[Saved entries]

= = = =

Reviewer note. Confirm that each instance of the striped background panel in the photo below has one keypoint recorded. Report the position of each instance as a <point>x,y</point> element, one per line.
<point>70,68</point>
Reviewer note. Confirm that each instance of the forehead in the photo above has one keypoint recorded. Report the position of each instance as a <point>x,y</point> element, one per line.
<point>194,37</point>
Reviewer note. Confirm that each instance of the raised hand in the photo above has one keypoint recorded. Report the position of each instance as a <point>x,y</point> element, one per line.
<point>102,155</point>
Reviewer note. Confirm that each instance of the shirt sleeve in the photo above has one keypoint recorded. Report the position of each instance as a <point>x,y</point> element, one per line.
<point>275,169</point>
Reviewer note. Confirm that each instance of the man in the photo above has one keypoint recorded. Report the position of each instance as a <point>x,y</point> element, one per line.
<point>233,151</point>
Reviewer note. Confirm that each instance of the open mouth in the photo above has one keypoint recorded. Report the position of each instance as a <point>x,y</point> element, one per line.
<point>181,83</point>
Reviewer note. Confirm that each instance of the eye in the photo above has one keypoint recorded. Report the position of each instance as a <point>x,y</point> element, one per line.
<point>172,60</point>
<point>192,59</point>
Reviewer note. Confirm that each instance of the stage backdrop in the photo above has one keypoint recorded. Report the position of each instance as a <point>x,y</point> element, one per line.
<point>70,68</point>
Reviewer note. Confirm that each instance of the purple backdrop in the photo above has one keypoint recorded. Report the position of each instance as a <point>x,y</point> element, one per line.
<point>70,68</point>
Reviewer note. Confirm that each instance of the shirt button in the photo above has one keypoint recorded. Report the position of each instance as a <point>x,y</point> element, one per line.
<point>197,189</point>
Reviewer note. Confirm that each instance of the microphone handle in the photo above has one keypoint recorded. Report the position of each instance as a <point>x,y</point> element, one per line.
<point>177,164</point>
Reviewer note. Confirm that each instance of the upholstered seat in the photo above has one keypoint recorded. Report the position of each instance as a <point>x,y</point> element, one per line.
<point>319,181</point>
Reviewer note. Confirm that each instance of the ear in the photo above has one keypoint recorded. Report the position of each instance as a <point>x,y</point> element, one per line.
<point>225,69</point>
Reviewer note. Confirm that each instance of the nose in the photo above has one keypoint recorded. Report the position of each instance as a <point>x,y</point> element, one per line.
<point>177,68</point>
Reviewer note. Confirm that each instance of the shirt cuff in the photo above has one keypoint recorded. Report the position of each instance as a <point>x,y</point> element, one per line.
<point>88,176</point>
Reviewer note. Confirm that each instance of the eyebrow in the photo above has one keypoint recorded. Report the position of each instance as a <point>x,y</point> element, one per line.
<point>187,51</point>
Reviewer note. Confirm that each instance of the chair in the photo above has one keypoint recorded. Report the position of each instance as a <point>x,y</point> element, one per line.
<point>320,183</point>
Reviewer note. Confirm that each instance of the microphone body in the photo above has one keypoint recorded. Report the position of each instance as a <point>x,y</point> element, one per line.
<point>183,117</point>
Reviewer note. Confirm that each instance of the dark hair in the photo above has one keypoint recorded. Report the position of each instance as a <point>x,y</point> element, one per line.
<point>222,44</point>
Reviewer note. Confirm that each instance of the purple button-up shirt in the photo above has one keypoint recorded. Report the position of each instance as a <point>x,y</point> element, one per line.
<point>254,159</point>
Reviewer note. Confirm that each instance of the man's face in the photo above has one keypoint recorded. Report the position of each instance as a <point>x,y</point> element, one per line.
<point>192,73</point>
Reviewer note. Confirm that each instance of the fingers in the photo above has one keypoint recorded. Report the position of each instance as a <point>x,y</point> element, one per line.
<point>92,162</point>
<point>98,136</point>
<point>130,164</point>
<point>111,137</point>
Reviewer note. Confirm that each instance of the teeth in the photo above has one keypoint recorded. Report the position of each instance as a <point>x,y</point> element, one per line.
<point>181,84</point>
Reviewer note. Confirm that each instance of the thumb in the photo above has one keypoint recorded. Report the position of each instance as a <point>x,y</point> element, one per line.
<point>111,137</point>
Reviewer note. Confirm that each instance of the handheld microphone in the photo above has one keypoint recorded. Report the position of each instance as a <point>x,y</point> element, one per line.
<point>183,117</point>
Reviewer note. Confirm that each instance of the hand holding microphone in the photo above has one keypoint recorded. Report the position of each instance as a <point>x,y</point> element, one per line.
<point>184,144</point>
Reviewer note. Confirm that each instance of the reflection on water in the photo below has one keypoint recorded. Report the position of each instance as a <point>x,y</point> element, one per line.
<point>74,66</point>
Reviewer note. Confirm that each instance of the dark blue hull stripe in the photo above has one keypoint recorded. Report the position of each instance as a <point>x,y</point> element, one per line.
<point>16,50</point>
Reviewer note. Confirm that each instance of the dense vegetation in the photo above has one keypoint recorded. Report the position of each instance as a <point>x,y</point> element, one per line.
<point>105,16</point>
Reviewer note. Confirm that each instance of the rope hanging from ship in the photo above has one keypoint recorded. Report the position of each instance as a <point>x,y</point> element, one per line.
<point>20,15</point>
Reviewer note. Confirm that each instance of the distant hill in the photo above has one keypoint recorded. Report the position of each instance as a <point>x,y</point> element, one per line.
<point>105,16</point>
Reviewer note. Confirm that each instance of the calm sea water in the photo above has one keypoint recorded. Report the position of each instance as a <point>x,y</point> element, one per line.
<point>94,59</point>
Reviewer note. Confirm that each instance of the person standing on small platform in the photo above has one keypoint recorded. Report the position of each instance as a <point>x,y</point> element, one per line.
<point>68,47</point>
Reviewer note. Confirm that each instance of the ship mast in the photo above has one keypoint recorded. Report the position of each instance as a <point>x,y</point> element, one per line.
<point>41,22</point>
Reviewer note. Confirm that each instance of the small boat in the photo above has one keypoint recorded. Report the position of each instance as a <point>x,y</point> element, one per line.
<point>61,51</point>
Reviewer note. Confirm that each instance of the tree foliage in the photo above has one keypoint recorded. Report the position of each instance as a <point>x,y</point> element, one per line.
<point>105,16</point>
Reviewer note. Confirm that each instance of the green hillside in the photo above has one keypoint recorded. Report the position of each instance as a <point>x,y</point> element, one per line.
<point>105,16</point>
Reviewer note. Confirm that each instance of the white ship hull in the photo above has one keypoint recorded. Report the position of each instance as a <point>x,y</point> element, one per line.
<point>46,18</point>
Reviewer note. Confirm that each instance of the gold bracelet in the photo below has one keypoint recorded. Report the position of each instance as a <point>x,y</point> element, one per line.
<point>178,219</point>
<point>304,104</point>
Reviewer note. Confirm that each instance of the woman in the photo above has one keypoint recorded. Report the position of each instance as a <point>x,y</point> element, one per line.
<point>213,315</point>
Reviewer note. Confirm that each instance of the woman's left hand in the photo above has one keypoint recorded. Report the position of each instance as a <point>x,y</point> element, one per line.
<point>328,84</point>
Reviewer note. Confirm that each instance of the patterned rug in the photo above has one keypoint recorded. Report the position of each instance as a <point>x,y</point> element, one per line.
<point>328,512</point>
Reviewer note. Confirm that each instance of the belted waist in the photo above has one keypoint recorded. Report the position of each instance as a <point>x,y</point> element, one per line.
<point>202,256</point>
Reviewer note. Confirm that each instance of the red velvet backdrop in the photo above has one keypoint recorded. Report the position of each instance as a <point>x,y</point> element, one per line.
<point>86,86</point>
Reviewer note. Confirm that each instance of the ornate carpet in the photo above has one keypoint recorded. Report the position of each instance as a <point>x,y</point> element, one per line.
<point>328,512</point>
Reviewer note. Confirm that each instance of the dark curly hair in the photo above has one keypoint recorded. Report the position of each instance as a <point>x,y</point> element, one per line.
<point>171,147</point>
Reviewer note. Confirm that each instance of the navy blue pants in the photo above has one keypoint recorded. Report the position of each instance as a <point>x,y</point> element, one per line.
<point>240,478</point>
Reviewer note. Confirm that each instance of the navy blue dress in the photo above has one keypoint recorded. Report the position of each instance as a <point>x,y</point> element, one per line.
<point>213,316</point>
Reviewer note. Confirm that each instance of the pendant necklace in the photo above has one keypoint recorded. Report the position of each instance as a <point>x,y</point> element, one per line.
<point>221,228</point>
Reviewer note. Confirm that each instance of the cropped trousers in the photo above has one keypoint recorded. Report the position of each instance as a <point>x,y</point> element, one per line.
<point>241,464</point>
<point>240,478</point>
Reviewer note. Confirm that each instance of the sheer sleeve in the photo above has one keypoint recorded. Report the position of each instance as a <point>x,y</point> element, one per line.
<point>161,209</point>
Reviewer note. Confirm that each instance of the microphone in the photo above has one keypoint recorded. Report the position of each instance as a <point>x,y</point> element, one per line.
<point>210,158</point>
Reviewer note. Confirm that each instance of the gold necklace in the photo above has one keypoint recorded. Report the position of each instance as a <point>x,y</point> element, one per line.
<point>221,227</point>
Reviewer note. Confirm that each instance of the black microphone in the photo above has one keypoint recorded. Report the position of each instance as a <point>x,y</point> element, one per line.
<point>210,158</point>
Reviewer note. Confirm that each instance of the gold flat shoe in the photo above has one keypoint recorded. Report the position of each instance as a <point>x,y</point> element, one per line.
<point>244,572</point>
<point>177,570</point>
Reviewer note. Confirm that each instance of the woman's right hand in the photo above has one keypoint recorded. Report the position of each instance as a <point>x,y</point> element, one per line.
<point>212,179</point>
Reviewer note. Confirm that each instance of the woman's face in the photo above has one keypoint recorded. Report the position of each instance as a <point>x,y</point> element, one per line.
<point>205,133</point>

= = = =

BRIEF >>
Set down exactly, and only, the lines from the one containing "Reviewer note. Confirm that each instance of the black" through the final line of the entries above.

REPLY >>
Reviewer note. Confirm that each instance of the black microphone in the photo above has one keypoint recorded. Report the position of each instance as a <point>x,y</point> element, one per line.
<point>210,158</point>
Reviewer note. Confirm that each instance of the gold flat shoe in the photo above has one keypoint recorded. Report the position of each instance as a <point>x,y</point> element, one per line.
<point>244,572</point>
<point>177,570</point>
Reviewer note. Confirm that each instance of the woman's right hand in the photo above has one keypoint recorded. Report the position of each instance as a <point>x,y</point> element, one per line.
<point>212,179</point>
Reviewer note. Confirm that each instance of the woman's face in the photo above has one keypoint recorded. Report the position of each instance as a <point>x,y</point> element, one per line.
<point>205,133</point>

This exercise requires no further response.